Work task 1: Revise the article on neglect in KwaThema informal settlements, starting at "DA Gauteng Caucus" and ending at "they construct themselves.", and replace "shacks" with "dwellings".
Work task 2: State whether each statement agrees with the article on neglect in KwaThema informal settlements. Answer yes or no, and quote the deciding words. (a) The visit to KwaThema was the 27th in the campaign. (b) The Ekuthuleni informal settlement has 6 taps for about 3000 shacks. (c) The Marikana informal settlement was established in 2015.
Work task 3: Continue the article on neglect in KwaThema informal settlements from where it stops.

Source text:
▽

Shocking neglect in Kwathema informal settlements

Jack Bloom MPL

DA Gauteng Caucus Leader

There is shocking neglect in KwaThema informal settlements near Springs on the East Rand, with water, electricity and decent toilets in short supply.

This is my main observation after my visit there yesterday (26 November) as part of the DA’s “Don’t forget the forgotten” campaign in which I visit neglected areas, stay the night, and try to assist where I can. I was accompanied on this 27th visit by local DA Councillors Dean Stone and Mandla Motha.

At the Ekuthuleni informal settlement next to the KwaThema hostel there are only 6 taps for about 3000 shacks. This is utterly shocking, in massive breach of the council standard of at least one tap for every ten shacks. How difficult is it to put in extra taps?

The council provides very few toilets, so residents use crude pit toilets that they construct themselves.

There is no electricity, so residents either go without or use illegal connections. There are illegal wires everywhere, which is very dangerous. Residents told me that a baby and a pregnant woman had been electrocuted by exposed wires in the last three years.

I also visited the Marikana informal settlement in KwaThema which was established in 2011. It is reasonably laid out, but toilets and water are also very inadequate.

△

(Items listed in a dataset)
▽

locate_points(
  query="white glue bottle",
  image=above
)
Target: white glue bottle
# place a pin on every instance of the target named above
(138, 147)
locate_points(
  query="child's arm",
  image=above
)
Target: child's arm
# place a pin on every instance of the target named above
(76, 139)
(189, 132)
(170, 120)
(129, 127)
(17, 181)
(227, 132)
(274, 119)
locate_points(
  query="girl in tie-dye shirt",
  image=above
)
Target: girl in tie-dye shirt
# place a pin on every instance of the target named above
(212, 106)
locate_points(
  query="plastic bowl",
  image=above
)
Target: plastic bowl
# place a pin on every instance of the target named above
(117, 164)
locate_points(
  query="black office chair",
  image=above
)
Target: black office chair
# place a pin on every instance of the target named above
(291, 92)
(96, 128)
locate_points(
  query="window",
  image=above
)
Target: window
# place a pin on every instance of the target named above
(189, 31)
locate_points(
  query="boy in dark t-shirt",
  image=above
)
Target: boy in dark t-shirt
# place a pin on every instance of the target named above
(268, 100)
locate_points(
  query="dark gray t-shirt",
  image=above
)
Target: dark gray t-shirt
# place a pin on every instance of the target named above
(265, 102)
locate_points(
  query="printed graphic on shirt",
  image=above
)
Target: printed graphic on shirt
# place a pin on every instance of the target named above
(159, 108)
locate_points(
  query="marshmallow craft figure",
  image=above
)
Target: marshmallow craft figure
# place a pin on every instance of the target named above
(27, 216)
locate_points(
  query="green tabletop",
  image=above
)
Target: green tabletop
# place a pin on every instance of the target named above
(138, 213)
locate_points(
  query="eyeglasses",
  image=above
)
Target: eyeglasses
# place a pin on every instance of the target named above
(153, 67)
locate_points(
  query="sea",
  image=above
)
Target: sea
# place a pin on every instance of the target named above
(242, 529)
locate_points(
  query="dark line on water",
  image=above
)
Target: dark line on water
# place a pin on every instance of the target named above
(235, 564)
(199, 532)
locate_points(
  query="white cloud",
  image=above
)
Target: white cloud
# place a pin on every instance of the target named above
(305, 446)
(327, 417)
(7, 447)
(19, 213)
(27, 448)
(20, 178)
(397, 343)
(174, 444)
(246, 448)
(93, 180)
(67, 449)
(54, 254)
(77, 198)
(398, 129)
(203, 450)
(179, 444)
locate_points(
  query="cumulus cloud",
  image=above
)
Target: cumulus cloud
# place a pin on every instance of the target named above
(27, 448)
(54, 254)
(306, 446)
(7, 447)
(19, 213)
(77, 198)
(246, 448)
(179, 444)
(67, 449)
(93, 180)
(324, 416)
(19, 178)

△

Output 1:
DA Gauteng Caucus Leader

There is shocking neglect in KwaThema informal settlements near Springs on the East Rand, with water, electricity and decent toilets in short supply.

This is my main observation after my visit there yesterday (26 November) as part of the DA’s “Don’t forget the forgotten” campaign in which I visit neglected areas, stay the night, and try to assist where I can. I was accompanied on this 27th visit by local DA Councillors Dean Stone and Mandla Motha.

At the Ekuthuleni informal settlement next to the KwaThema hostel there are only 6 taps for about 3000 dwellings. This is utterly shocking, in massive breach of the council standard of at least one tap for every ten dwellings. How difficult is it to put in extra taps?

The council provides very few toilets, so residents use crude pit toilets that they construct themselves.

Output 2:
(a) Yes: "I was accompanied on this 27th visit"
(b) Yes: "there are only 6 taps for about 3000 shacks"
(c) No: "which was established in 2011"

Output 3:
At KwaThema Extension 3 the shacks have council-provided toilets and electricity. But DA member Elisabeth Masina is denied electricity as well as three other DA supporting families because they are not ANC. This is outrageous discrimination which we are opposing vigorously.

Staff and equipment shortages are experienced at the nearby Thembalisha and KwaThema clinics, which are both over-crowded and need to be extended.

Thembalisha clinic is in a building that used to be a beer hall. Staff said they needed more space to ensure patient privacy, and they had only one blood pressure monitor when six were needed.

I was disturbed to find that the KwaThema clinic has been short of condoms for a week and has only three stethoscopes instead of twenty.

I stayed the night with Elizabeth Tyatyaza and her family in Ekuthuleni. They need to make at least three trips a day with a wheel barrow to fetch water.

I hope to assist them and other forgotten people in KwaThema to improve their lives.